_Exercise prompt_: Write out exactly the first lines of the listing, ending on the line that contains "left=124, top=40, right=466, bottom=253".
►
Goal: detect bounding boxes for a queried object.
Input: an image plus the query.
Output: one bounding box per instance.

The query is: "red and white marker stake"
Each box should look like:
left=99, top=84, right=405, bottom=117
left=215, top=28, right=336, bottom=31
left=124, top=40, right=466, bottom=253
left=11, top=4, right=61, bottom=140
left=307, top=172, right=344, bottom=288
◄
_Output for this exercise_:
Goal: detect bounding boxes for a queried object.
Input: an image plus the query.
Output: one bounding box per instance.

The query is: "red and white marker stake"
Each box should look like:
left=99, top=84, right=405, bottom=117
left=215, top=28, right=336, bottom=31
left=124, top=40, right=466, bottom=253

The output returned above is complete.